### BRIEF
Copy out every one of the lines below word for word, leaving the pictures out.

### DATA ENTRIES
----------
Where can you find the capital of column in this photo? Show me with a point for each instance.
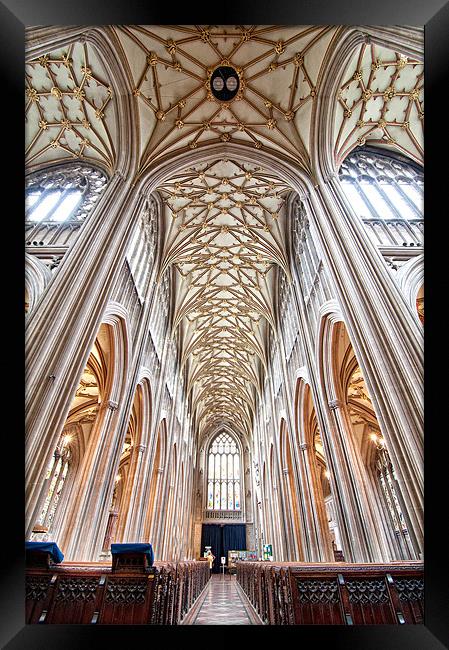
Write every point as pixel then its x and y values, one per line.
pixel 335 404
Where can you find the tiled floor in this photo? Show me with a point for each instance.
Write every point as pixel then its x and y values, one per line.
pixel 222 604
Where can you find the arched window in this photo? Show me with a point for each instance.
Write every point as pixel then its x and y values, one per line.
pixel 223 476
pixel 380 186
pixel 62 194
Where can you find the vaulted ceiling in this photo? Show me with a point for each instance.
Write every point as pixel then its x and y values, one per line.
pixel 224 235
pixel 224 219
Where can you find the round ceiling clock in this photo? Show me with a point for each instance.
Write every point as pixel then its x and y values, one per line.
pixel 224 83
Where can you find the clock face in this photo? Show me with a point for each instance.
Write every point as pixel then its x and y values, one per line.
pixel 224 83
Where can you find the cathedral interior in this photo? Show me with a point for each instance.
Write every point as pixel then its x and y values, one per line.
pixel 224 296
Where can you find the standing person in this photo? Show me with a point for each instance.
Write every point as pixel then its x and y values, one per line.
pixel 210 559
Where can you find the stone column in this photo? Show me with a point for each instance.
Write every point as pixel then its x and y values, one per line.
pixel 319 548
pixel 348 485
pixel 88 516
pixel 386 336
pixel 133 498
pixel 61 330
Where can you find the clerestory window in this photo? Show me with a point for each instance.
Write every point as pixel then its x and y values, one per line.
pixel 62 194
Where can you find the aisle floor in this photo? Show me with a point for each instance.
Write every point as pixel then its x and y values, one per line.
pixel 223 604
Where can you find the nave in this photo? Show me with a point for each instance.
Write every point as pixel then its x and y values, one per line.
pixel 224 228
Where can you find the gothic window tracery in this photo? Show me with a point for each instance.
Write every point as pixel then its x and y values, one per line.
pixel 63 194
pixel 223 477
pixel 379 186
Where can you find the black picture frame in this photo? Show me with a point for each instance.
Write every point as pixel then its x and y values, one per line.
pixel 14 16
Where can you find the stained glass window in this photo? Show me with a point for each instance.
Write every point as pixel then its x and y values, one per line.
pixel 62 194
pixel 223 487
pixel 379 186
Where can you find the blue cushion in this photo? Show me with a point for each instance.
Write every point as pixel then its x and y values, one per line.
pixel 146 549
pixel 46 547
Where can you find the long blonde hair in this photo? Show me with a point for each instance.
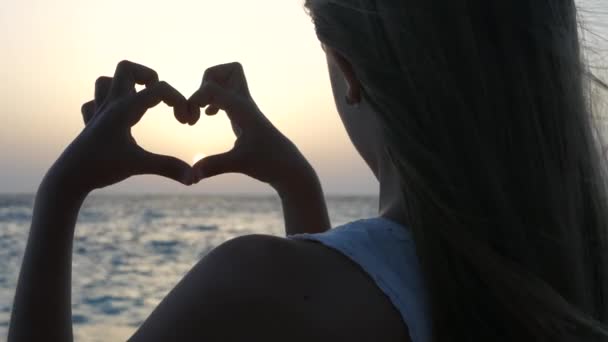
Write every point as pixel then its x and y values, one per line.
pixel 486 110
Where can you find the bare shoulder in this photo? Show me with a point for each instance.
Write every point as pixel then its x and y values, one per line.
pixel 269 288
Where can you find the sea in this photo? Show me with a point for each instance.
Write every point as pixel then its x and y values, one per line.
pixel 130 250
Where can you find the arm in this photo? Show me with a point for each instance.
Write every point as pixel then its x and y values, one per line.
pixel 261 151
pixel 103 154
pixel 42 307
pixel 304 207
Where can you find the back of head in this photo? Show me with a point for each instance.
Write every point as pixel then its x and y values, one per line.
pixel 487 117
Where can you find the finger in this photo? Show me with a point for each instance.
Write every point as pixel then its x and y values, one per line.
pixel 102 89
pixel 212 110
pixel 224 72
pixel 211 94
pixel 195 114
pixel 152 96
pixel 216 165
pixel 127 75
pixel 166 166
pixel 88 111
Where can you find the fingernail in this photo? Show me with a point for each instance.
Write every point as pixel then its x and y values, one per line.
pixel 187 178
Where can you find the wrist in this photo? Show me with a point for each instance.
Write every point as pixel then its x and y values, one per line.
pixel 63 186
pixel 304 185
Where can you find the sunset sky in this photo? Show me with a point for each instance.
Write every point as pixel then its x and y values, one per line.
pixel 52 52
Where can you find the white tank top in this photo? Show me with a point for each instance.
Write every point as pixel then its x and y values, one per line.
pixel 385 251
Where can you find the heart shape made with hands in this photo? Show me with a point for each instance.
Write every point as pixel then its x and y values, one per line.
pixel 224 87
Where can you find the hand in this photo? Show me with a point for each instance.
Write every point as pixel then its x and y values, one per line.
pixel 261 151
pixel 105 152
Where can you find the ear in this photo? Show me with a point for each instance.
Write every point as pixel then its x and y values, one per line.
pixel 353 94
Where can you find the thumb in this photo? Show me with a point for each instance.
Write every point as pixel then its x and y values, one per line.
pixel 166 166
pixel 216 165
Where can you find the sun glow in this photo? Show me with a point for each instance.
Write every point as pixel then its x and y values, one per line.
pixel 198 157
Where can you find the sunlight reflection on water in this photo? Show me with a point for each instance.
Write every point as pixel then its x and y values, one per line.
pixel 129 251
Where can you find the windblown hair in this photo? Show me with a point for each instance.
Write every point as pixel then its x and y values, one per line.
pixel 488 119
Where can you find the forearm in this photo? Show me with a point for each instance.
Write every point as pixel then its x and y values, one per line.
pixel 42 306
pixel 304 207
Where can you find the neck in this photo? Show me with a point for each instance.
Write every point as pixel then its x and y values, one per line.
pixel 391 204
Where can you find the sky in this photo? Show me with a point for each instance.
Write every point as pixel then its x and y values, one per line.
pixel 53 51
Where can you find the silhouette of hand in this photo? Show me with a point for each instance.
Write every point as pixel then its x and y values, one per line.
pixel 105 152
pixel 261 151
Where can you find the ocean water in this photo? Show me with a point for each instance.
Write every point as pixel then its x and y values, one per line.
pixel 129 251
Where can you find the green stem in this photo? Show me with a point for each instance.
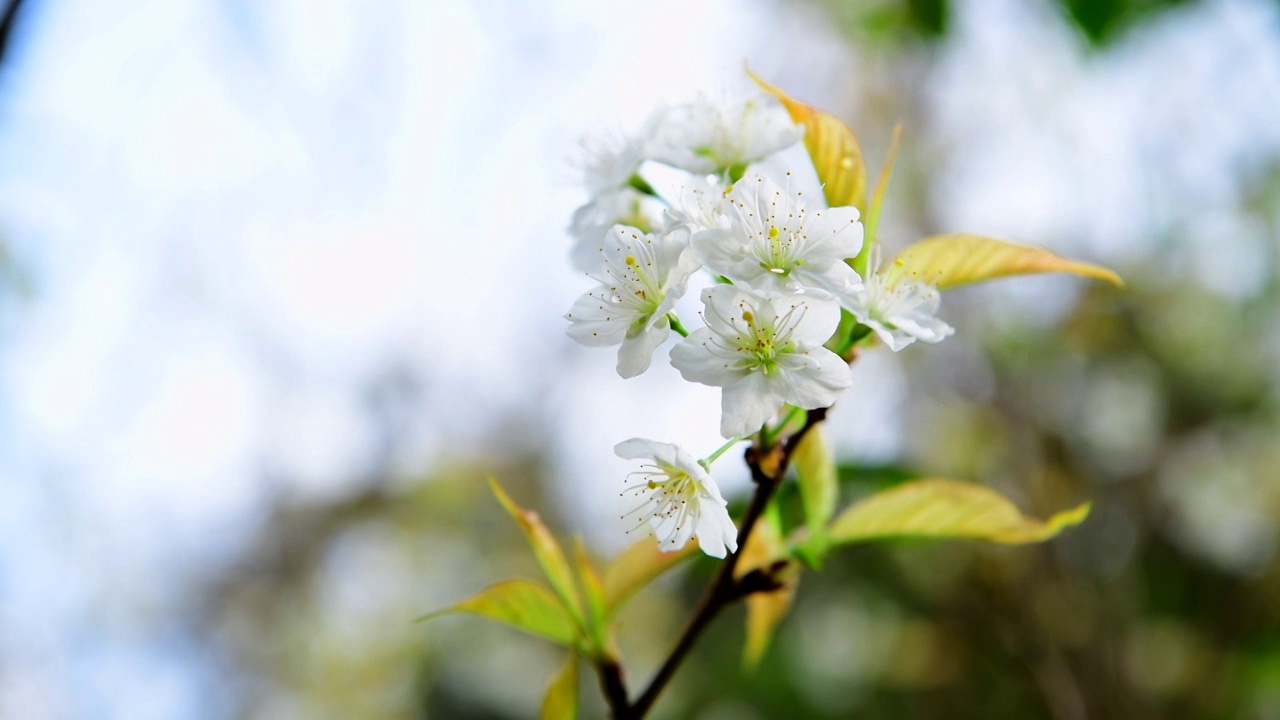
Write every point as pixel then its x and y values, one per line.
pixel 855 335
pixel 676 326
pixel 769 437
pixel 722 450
----------
### COMPLETED EXERCISE
Where can you find the capital of column in this photo? Show me with a point for each instance.
Write every point as pixel then its x and y values, one per line.
pixel 335 404
Where can you find the tiled floor in this photo? Show me with a point for each instance.
Write every point as pixel then its x and y values, one per line.
pixel 222 604
Where can you find the arched window in this photo? Show me with a point for each instance.
Write every point as pixel then its x and y values, one per line.
pixel 223 476
pixel 380 186
pixel 62 194
Where can you find the vaulted ceiling in this photo? Show me with a point for each instance.
Write every point as pixel then its x and y values, one per line.
pixel 224 235
pixel 224 219
Where can you find the round ceiling clock in this photo? Show me with a point for each instance.
Write every point as pixel then its x and y values, one per line.
pixel 224 83
Where can you find the clock face in this photo? Show me with a point for each instance.
Write every point as pixel then its x and y values, one per line.
pixel 224 83
Where can you find the cathedral interior in this photo? Show me with a point for each instance.
Write every point as pixel then its x and y values, one per line.
pixel 224 296
Where can you find the standing person in this photo? Show me with a point for each instance.
Write every point as pixel then its x and y values, one per line.
pixel 210 559
Where can you find the stone column in this photo? Show me with a point for each instance.
Write every point as pixel then its x and y values, one per line.
pixel 319 548
pixel 348 485
pixel 88 516
pixel 386 336
pixel 133 498
pixel 61 330
Where can you find the clerestory window in this photo? Show me with a point for each instance.
Write every point as pixel then its x and y values, one per line.
pixel 62 194
Where can you find the aisle floor in this photo? Show me with a point for each instance.
Write every point as pixel then its x and y values, one per line.
pixel 223 604
Where can you find the nave in this photo? Show me with a point for each instance.
Write every point as pixel then its x and y values, one per line.
pixel 224 228
Where can you find the gothic window tracery in this photo? Show me with a point for each instance.
Write every point as pixel then its x and y values, one per line.
pixel 63 194
pixel 223 477
pixel 379 186
Where can you find the black picture frame in this photo? Show me with a point for each instance.
Write every point as pixel then its x and y values, one per line.
pixel 14 16
Where can you find the stained glass window in this photo? Show me with a point for each instance.
Write every point as pixel then its x and y values, one per line.
pixel 62 194
pixel 223 487
pixel 379 186
Where can you find the blue cushion in this photo? Show me with a point for each instance.
Write every point as pixel then its x and y values, one per line.
pixel 146 549
pixel 46 547
Where can you find the long blonde hair in this photo? Show me with a point for each instance.
Write every point as pixel then its x and y values, one per line.
pixel 486 110
Where can you find the bare shoulder in this photo? Show me with a point for each instance.
Write every point as pixel then its x and y values, one per line.
pixel 269 288
Where can you find the sea in this photo? Show me with a point for each instance.
Write every point as pixel then its x and y values, one per line.
pixel 130 250
Where can you find the arm in this photo? Show me with a point for each instance.
Write every point as pixel then its x and y values, one per line.
pixel 261 151
pixel 103 154
pixel 42 307
pixel 304 207
Where can you find the back of head in this photo? Show me with a point for each instance.
Write every point as pixel then its x and y values, one per line.
pixel 487 117
Where can you find the finger in this photo? Show me with a point for each instance.
Write every point as pixel then its x and y values, one per line.
pixel 102 89
pixel 212 110
pixel 224 72
pixel 211 94
pixel 195 114
pixel 152 96
pixel 216 165
pixel 127 75
pixel 166 166
pixel 88 111
Where can you find the fingernail in this photo? Show me with a point for each instance.
Write every point as pixel then its x and y values, one per line.
pixel 187 178
Where can you find the wrist in this photo? Show me with a point for each instance.
Write every point as pixel then its x and y values, one per line.
pixel 63 186
pixel 304 185
Where can you find the sunset sky in this photo? Show me with a point for each instance.
Write every point as pixel then its x and y values, one per line.
pixel 52 52
Where can you find the white tank top in this photo? Show me with a point for each instance.
Write every point as pixel then its x and y values, one per line.
pixel 385 251
Where can you find the heart shape made with hands in this photo? Show me with a point for each instance.
Write every point as pixel then its x and y values, one per line.
pixel 224 87
Where can you find the hand in this photo? Show me with a point for each instance.
Write every point as pixel then its x and y values, one per line.
pixel 261 151
pixel 105 152
Where can you find the ear in this photo? Show me with a point for each instance.
Write every point as pixel then its x and y values, one per line.
pixel 353 94
Where can you find the thumb in this photo? Show me with a point for each instance.
Write every point as pixel then its x and y values, one per line.
pixel 166 166
pixel 216 165
Where can you find the sun glow in this photo? Show me with a point for each instance.
Write every point as pixel then its x and y values, one per line.
pixel 198 157
Where can you find the sunlight reflection on water in this photo? Show me with a point for each instance.
Write every point as pixel then its x and y values, one per line.
pixel 129 251
Where can you find the windblown hair in this photo? Show me with a point for each instance.
Write every point as pixel then its x and y values, one per line.
pixel 488 119
Where can you find the forearm in this photo? Show me with a point for each instance.
Write every point as pixel then its x and y values, one per line.
pixel 42 306
pixel 304 207
Where can you find the neck in this photo? Show me with a point for each instance.
Write every point as pixel then its x and y values, one per line.
pixel 391 204
Where can you find the sky in this photo? Show me with a point for each instance.
Write every point as pixel then its x and y values, one per line.
pixel 53 51
Where can you find the silhouette of hand in this photo? Show me with a point for each instance.
Write every point as pixel then its x and y values, one per line.
pixel 105 152
pixel 261 151
Where can you find the ocean water in this photo? Show me with a point for each instance.
Write every point as pixel then its x and y values, one per line.
pixel 129 251
Where can you find the green stem in this photo? Show me with a point for each instance.
Write every point as pixel then its x and y values, one per line.
pixel 855 335
pixel 676 326
pixel 769 437
pixel 722 450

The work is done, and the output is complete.